» Records provided:
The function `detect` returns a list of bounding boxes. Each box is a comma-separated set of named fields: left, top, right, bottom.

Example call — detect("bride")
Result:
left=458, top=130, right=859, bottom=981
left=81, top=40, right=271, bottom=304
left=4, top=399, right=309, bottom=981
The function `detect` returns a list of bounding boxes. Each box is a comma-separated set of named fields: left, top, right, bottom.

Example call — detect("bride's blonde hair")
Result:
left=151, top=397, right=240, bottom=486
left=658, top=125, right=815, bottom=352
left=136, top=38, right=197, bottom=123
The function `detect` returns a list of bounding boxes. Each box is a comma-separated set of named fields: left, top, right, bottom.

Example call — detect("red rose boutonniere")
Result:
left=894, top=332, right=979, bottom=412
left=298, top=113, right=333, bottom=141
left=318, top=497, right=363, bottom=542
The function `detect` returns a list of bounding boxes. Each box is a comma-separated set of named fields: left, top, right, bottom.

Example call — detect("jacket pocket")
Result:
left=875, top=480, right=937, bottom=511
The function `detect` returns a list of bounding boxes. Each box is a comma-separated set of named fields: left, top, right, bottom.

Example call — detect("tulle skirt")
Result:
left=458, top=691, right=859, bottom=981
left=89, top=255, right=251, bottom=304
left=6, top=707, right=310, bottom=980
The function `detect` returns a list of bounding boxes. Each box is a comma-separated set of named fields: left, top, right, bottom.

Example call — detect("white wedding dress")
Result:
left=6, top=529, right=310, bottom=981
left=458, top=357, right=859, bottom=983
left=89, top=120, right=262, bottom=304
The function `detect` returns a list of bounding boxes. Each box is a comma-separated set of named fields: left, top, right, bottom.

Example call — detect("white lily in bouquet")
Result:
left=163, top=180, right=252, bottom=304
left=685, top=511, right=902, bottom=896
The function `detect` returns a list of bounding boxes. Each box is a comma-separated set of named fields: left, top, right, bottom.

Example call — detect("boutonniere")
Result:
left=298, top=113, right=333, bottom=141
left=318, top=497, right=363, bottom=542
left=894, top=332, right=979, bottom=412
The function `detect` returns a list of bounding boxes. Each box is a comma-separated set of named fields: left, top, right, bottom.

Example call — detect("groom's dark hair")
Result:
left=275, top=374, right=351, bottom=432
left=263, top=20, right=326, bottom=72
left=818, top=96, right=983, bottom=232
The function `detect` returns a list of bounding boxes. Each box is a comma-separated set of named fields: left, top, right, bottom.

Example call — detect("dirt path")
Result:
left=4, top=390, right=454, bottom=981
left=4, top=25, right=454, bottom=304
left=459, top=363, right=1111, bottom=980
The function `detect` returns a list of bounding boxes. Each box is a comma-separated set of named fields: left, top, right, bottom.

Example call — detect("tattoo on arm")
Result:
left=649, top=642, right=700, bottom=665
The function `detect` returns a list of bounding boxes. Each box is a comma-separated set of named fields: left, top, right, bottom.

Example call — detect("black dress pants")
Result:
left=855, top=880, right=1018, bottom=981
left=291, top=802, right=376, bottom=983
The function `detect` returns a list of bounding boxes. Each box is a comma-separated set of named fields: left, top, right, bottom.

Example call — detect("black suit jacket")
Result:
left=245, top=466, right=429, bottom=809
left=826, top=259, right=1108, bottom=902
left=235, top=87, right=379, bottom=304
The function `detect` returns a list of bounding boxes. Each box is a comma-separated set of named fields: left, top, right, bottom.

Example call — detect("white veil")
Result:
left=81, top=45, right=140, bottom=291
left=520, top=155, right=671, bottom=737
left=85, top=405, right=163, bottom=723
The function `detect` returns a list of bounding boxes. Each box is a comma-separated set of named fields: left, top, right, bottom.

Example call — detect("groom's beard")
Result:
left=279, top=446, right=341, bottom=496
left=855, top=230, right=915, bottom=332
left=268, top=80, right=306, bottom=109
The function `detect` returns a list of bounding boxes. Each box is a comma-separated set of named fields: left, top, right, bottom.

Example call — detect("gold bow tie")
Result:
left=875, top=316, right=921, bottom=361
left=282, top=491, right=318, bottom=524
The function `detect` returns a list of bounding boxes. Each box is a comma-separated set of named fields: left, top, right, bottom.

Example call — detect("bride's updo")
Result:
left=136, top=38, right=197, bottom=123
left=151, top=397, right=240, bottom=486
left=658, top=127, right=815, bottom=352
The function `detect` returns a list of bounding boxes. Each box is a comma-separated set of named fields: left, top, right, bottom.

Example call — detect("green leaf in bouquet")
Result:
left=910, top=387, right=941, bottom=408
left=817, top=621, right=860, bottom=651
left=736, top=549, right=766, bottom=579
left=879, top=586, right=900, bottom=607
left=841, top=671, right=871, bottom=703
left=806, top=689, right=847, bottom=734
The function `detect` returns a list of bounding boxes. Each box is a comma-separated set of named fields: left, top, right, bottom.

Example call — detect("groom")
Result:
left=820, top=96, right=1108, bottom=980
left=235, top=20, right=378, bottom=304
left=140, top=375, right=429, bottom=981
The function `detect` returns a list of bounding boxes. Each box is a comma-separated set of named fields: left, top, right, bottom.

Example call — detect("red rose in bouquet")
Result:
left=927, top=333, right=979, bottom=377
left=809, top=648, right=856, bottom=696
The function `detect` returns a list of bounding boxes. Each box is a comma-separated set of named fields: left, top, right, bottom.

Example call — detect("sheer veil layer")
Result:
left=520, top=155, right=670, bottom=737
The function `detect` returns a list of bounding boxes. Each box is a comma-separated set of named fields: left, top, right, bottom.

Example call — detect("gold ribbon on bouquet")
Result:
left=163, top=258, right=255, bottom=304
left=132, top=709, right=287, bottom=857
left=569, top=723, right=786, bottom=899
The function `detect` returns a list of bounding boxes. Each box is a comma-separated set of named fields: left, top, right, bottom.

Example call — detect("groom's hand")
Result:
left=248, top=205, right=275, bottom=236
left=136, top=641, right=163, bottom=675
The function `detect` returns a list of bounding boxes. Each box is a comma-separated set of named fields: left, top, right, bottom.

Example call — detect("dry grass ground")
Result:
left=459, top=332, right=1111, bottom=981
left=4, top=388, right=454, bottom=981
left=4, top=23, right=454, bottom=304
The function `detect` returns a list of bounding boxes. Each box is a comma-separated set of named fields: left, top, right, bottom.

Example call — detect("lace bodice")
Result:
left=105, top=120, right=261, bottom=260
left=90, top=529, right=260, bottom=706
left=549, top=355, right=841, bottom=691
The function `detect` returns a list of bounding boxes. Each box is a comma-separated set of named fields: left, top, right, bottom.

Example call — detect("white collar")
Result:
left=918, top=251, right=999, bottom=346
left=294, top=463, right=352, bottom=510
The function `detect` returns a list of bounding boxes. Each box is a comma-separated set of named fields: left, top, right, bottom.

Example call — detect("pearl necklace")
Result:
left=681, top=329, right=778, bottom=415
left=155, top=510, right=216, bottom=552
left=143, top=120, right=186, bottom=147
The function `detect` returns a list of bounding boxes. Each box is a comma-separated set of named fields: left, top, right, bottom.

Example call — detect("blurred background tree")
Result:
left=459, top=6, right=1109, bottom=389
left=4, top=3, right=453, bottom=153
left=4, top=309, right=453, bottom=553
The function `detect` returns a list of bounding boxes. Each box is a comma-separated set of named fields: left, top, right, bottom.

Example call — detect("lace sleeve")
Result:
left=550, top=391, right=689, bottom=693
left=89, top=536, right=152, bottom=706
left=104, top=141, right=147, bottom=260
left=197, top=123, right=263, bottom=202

» Do this:
Recast every line of the items above as a JSON list of strings, one string per line, and leave out the blank lines.

» Task response:
[
  "The function `detect` returns a list of bounding boxes. Each box is a comma-separated set of named fields: left, top, right, bottom.",
  "Example call — detect(\"bride\")",
  "Result:",
  "left=458, top=130, right=859, bottom=981",
  "left=81, top=40, right=271, bottom=304",
  "left=4, top=399, right=309, bottom=981",
  "The function `detect` returns a list of bounding boxes. Each box is a comma-separated set of named fields: left, top, right, bottom.",
  "Example call — detect(\"bride's blonde hair\")",
  "Result:",
  "left=151, top=397, right=240, bottom=486",
  "left=658, top=125, right=815, bottom=352",
  "left=136, top=38, right=197, bottom=123",
  "The function `detect` returns a list of bounding boxes. Each box is a comma-separated set of named fields: left, top, right, bottom.",
  "Example call — detect(\"red rose boutonniere\")",
  "Result:",
  "left=894, top=332, right=979, bottom=412",
  "left=298, top=113, right=333, bottom=141",
  "left=318, top=497, right=363, bottom=542",
  "The function `detect` returns a list of bounding boxes. Each box is a comma-separated set of named fields: left, top, right, bottom.",
  "Example call — detect(\"jacket pocket\")",
  "Result:",
  "left=875, top=480, right=937, bottom=511",
  "The function `detect` returns a list of bounding boxes. Each box is a comma-separated set of named fields: left, top, right, bottom.",
  "Example call — detect(\"tulle skirt\")",
  "Result:",
  "left=458, top=691, right=859, bottom=981",
  "left=89, top=255, right=251, bottom=304",
  "left=6, top=707, right=310, bottom=980",
  "The function `detect` returns a list of bounding boxes. Each box is a comma-separated set of named fields: left, top, right, bottom.",
  "Example call — detect(\"white wedding dress\")",
  "Result:",
  "left=6, top=529, right=310, bottom=981",
  "left=458, top=357, right=859, bottom=983",
  "left=89, top=120, right=262, bottom=304",
  "The function `detect` returns a list of bounding boxes. Each box is a comma-separated set of named fields: left, top, right, bottom.",
  "Example call — detect(\"white lily in bouquet\")",
  "Result:",
  "left=163, top=180, right=252, bottom=304",
  "left=685, top=511, right=902, bottom=896",
  "The function `detect` returns a list of bounding boxes. Each box is a comma-separated set of named fields: left, top, right, bottom.",
  "Example call — detect(\"boutonniere\")",
  "Result:",
  "left=298, top=113, right=333, bottom=141",
  "left=318, top=497, right=363, bottom=542",
  "left=894, top=332, right=979, bottom=412",
  "The function `detect` returns a list of bounding boxes. Each box is a comma-separated set of named fields: left, top, right, bottom.",
  "Example call — detect(\"groom's dark hair\")",
  "Result:",
  "left=275, top=374, right=351, bottom=432",
  "left=263, top=20, right=326, bottom=72",
  "left=818, top=96, right=983, bottom=232",
  "The function `detect` returns a list of bounding boxes. Each box is a comma-separated set of named fields: left, top, right, bottom.",
  "Example call — detect(\"dirt path\")",
  "Result:",
  "left=4, top=390, right=454, bottom=981",
  "left=4, top=25, right=454, bottom=304",
  "left=459, top=363, right=1111, bottom=980",
  "The function `detect` returns a list of bounding boxes. Each box is a comma-separated set of named fields: left, top, right, bottom.",
  "Example call — detect(\"tattoo on arm\")",
  "Result:",
  "left=649, top=642, right=700, bottom=665",
  "The function `detect` returns a list of bounding boxes. Each box is a comma-separated set of named fields: left, top, right, bottom.",
  "Example call — detect(\"black dress pants\")",
  "Result:",
  "left=855, top=880, right=1018, bottom=981",
  "left=291, top=802, right=376, bottom=983",
  "The function `detect` returns a list of bounding boxes. Each box is a comma-separated set of named fields: left, top, right, bottom.",
  "Example call — detect(\"black suit jacket\")",
  "Result:",
  "left=245, top=466, right=429, bottom=809",
  "left=826, top=259, right=1108, bottom=902",
  "left=235, top=87, right=379, bottom=304",
  "The function `detect` returns a list of bounding boxes. Each box is a comma-separated set of named fields: left, top, right, bottom.",
  "Example call — detect(\"white veil\")",
  "Result:",
  "left=81, top=45, right=140, bottom=291",
  "left=520, top=155, right=671, bottom=737",
  "left=85, top=405, right=163, bottom=723",
  "The function `detect` returns a list of bounding boxes. Each box is a comma-separated set of named fields: left, top, right, bottom.",
  "Example call — detect(\"groom's beard\")",
  "Result:",
  "left=279, top=446, right=341, bottom=496",
  "left=855, top=230, right=915, bottom=332",
  "left=268, top=80, right=306, bottom=109",
  "The function `detect` returns a list of bounding boxes. Each box is a comma-separated set of named fields: left, top, right, bottom.",
  "Example call — detect(\"gold bow tie\")",
  "Result:",
  "left=875, top=316, right=921, bottom=361",
  "left=282, top=491, right=318, bottom=524",
  "The function `detect` returns a list of bounding boxes. Each box is a comma-separated set of named fields: left, top, right, bottom.",
  "Example call — detect(\"bride's updo\")",
  "Result:",
  "left=136, top=38, right=197, bottom=123",
  "left=151, top=397, right=240, bottom=486",
  "left=658, top=127, right=815, bottom=352",
  "The function `detect` returns a list of bounding boxes. Each box is a comma-separated set of named fields: left, top, right, bottom.",
  "Example call — detect(\"green leaf in bouquet\")",
  "Result:",
  "left=910, top=387, right=941, bottom=408",
  "left=817, top=621, right=860, bottom=651",
  "left=736, top=549, right=766, bottom=579",
  "left=879, top=586, right=900, bottom=607",
  "left=841, top=671, right=871, bottom=703",
  "left=806, top=689, right=847, bottom=734",
  "The function `detect` returns a list of bounding boxes. Each box is a comma-separated set of named fields: left, top, right, bottom.",
  "Example call — detect(\"groom\")",
  "Result:",
  "left=820, top=96, right=1108, bottom=980",
  "left=235, top=20, right=378, bottom=304",
  "left=140, top=375, right=429, bottom=981",
  "The function `detect` returns a list of bounding boxes. Each box is a comma-separated set of named fields: left, top, right, bottom.",
  "Example call — detect(\"red rose in bouquet\")",
  "Result:",
  "left=927, top=333, right=979, bottom=377",
  "left=809, top=648, right=856, bottom=696",
  "The function `detect` returns a list of bounding boxes. Each box is a comma-separated set of named fields: left, top, right, bottom.",
  "Example call — detect(\"sheer veil layer\")",
  "Result:",
  "left=520, top=155, right=670, bottom=737",
  "The function `detect` returns a list of bounding boxes. Each box is a comma-separated set of named fields: left, top, right, bottom.",
  "Example call — detect(\"gold ribbon on bouquet\")",
  "Result:",
  "left=163, top=258, right=255, bottom=304",
  "left=132, top=709, right=287, bottom=857",
  "left=569, top=723, right=786, bottom=899",
  "The function `detect` returns a list of bounding boxes. Each box is a comma-separated set of named fields: left, top, right, bottom.",
  "Example call — detect(\"groom's hand\")",
  "Result:",
  "left=248, top=205, right=275, bottom=236",
  "left=136, top=641, right=163, bottom=675",
  "The function `detect` returns a list of bounding boxes. Each box is a comma-separated set of named fields: left, top, right, bottom.",
  "Example call — detect(\"dry grass ground\")",
  "Result:",
  "left=459, top=332, right=1111, bottom=981",
  "left=4, top=388, right=454, bottom=981",
  "left=4, top=23, right=454, bottom=304",
  "The function `detect` returns a list of bounding boxes. Each box is a comma-separated set of named fields: left, top, right, bottom.",
  "Example call — detect(\"lace bodice\")",
  "Result:",
  "left=105, top=120, right=261, bottom=260",
  "left=90, top=529, right=260, bottom=706",
  "left=549, top=355, right=841, bottom=691",
  "The function `detect` returns a list of bounding boxes. Each box is a comma-separated set of named fields: left, top, right, bottom.",
  "Example call — detect(\"white collar\")",
  "Result:",
  "left=918, top=251, right=999, bottom=346",
  "left=294, top=463, right=352, bottom=510",
  "The function `detect` returns a list of bounding boxes. Each box is a comma-separated set of named fields: left, top, right, bottom.",
  "Example call — detect(\"pearl necklace\")",
  "Result:",
  "left=681, top=329, right=778, bottom=415",
  "left=155, top=510, right=216, bottom=552",
  "left=143, top=120, right=186, bottom=147",
  "The function `detect` returns a list of bounding boxes. Each box is a comma-separated set of named fields: left, top, right, bottom.",
  "Example call — detect(\"blurred background tree\")",
  "Result:",
  "left=459, top=6, right=1109, bottom=389",
  "left=4, top=3, right=453, bottom=153",
  "left=4, top=309, right=453, bottom=553",
  "The function `detect` returns a list of bounding boxes. Each box is a comma-separated set of named fields: left, top, right, bottom.",
  "Example call — detect(\"lace sleeve\")",
  "Result:",
  "left=550, top=391, right=689, bottom=693",
  "left=89, top=536, right=152, bottom=706",
  "left=104, top=141, right=147, bottom=260",
  "left=197, top=123, right=263, bottom=202"
]